_EXERCISE TEXT_
========================

= Bhaisawata Kalan =

Village in Rajasthan, India

Bhaisawata Kalan also known by its local as 'Basawata Kalan' is a village in Buhana tehsil in Jhunjhunu district of Rajasthan State, India. It belongs to Jaipur division. It is located 0–45 km towards East from District headquarters Jhunjhunu. 10 km from Buhana. 186 km from State capital Jaipur and 191 km from Delhi..

Most of the population of this village belongs to Naruka Rajputs sub-clan (Dasawat) whose forefathers are responsible for the foundation of this village ages ago which is another territorial extension of Naruka's of Kachwaha Dynasty. Other castes are also present in this village such as Brahmin, Jats, Harijans, etc. According to Census 2011 information the location code or village code of Bhaisawata Kalan village is 071383. As per 2009 stats, Bhainsawat Khurd is the gram panchayat of Bhaisawata Kalan village.

========================

_WORK REQUEST_
Continue the article on the village of Bhaisawata Kalan, starting after its final sentence. The lines that follow are separate material unrelated to the village article above.

_RAW DATA_
========================

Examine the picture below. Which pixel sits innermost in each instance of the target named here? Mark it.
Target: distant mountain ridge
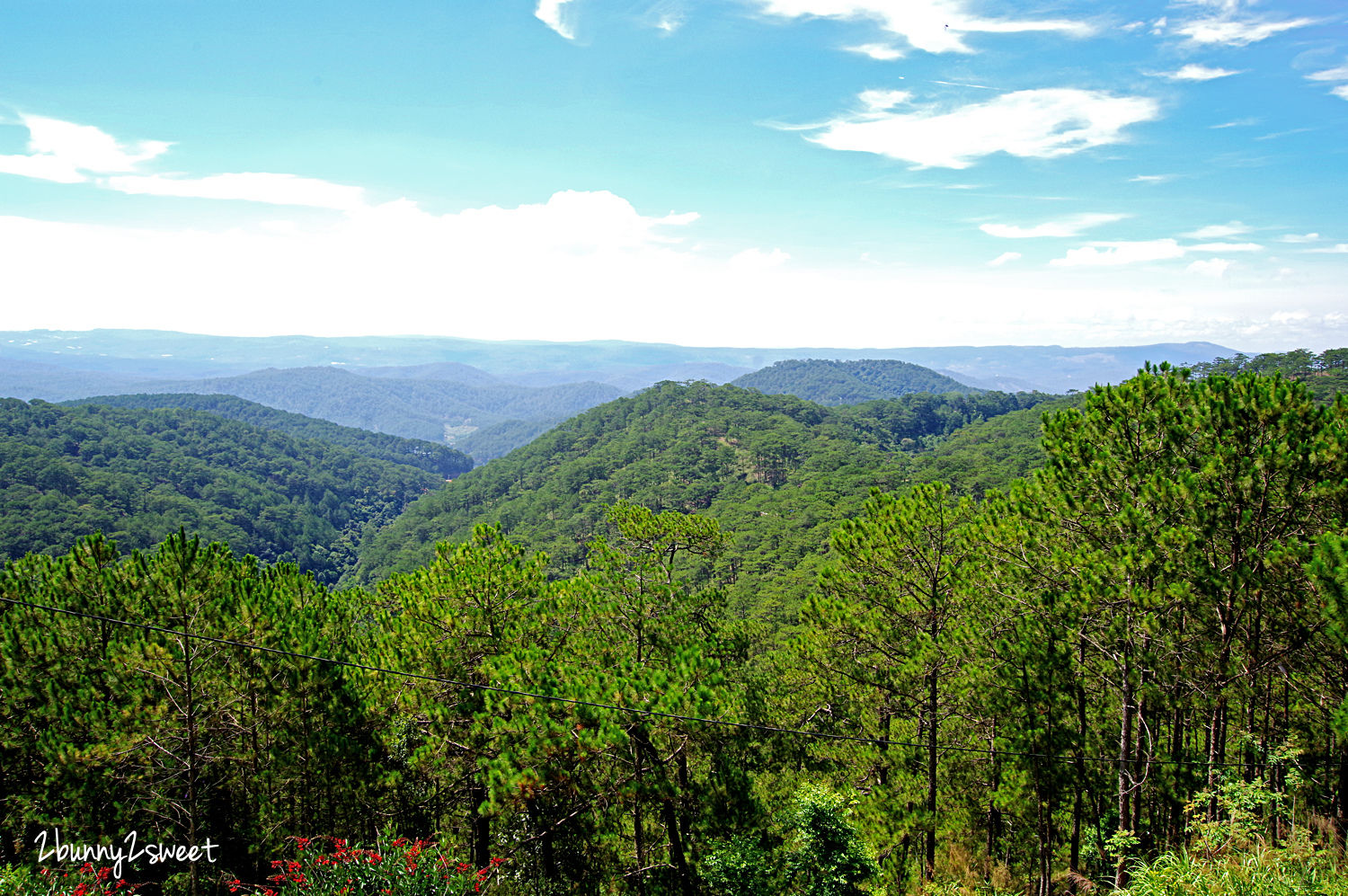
(162, 353)
(776, 469)
(394, 448)
(848, 382)
(139, 475)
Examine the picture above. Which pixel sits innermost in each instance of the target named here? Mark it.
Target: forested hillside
(1138, 653)
(420, 453)
(776, 470)
(140, 475)
(430, 410)
(848, 382)
(1326, 374)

========================

_WRITTEN RESPONSE_
The total geographical area of the village is 505.88 hectares. Bhaisawata Kalan has a total population of 1,881 peoples. There are about 350 houses in Bhaisawata Kalan village. Khetri is the nearest town to Bhaisawata Kalan which is approximately 20 km away.

Pin code is 333516 and postal head office is Singhana. It has a primary school, government hospital a huge playground and other amusement resources. This village is widely known for Baba Bhomiya Ji Temple and a grand fair at this place which is held in after 15 days of the Holi festival. The complete fair is managed by youths.

Moreover, Karni Mata Temple has also been built here on the mountain by Rajputs where several people have contributed their effort and money. This fair has a significant status in the villagers and neighboring villages. Bhaisawata Kalan is now progressing rapidly it is well connected by road-highway. Most of the younger generation of this village are serving their country as doctors, lawyers, navy, army, airforce, banking, Multi-National Companies equally in Government as well as in Private Sector. There is a 100% literacy rate in the village.